==== Extracted material
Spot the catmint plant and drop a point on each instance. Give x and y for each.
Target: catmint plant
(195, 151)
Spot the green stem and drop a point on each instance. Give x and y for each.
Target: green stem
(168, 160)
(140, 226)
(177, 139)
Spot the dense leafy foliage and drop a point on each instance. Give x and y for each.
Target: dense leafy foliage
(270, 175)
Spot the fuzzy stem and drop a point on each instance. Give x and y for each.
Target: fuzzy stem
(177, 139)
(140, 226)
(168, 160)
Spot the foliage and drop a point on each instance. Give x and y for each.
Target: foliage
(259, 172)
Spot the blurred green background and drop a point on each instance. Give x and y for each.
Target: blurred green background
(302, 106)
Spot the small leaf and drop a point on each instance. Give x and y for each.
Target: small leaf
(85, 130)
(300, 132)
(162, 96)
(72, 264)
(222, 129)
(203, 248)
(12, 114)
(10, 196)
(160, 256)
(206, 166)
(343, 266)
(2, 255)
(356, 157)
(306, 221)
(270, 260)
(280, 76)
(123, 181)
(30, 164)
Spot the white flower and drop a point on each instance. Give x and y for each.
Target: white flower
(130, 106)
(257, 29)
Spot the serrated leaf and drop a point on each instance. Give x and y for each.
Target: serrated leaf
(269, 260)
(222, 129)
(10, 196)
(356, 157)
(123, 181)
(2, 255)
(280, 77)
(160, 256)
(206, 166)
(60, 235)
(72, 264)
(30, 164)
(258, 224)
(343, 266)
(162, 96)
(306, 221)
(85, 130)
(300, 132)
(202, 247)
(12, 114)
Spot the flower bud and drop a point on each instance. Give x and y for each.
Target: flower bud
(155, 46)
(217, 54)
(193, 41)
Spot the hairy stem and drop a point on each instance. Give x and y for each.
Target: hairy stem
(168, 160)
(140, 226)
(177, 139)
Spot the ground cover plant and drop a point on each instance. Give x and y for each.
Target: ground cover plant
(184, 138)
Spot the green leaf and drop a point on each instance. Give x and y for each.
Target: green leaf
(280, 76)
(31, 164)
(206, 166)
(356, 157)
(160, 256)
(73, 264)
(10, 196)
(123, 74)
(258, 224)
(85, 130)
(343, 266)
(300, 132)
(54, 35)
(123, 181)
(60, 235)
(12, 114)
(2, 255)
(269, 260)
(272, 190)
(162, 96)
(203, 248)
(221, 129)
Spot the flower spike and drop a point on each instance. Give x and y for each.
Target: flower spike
========
==== Extracted material
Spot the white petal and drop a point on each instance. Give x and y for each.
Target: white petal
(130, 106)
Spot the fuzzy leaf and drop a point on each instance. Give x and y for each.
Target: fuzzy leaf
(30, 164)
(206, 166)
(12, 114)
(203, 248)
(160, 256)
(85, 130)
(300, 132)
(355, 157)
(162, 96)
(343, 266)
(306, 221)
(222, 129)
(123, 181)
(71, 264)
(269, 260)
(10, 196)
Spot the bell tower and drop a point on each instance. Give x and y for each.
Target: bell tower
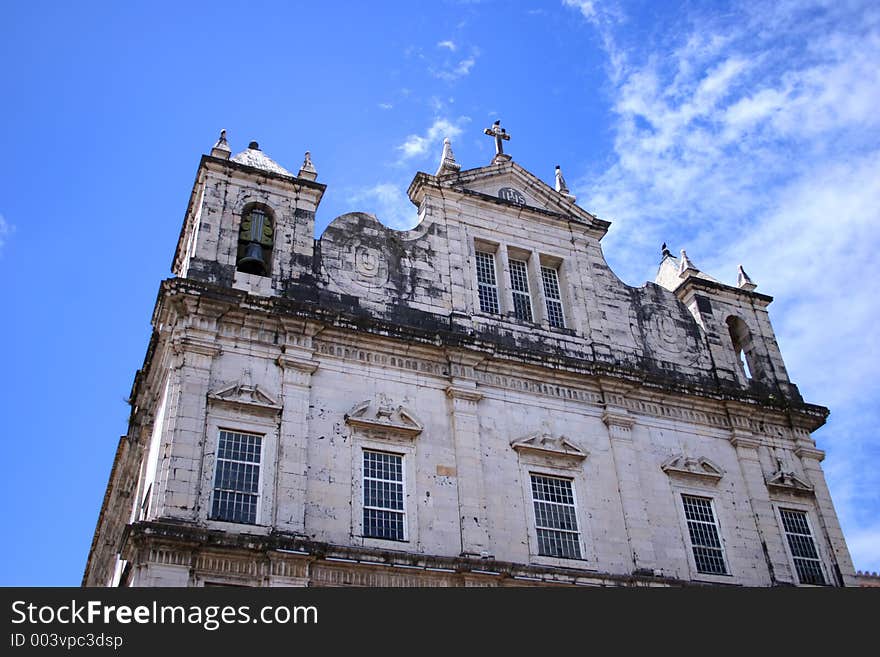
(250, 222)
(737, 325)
========
Update the lines from the one containing "Spot the ground" up to and including the one containing "Target: flower spike" by changing "green leaf" to "broad leaf" wherever it occurs, with everything else left as is. Return only those lines.

> [Output]
Spot the ground cover plant and drop a point on each instance. Give x and y for each.
Target: ground cover plant
(184, 138)
Spot the broad leaf and drop a point on each instance. Give x and y for each.
Target: broad leaf
(280, 76)
(31, 164)
(206, 166)
(356, 157)
(160, 256)
(73, 264)
(10, 196)
(123, 74)
(258, 224)
(85, 130)
(343, 266)
(300, 132)
(54, 35)
(123, 181)
(60, 235)
(12, 114)
(2, 255)
(269, 260)
(272, 190)
(162, 96)
(203, 248)
(221, 129)
Spot the flower spike and drop a point on each instance. Give x and y for each.
Target: flower spike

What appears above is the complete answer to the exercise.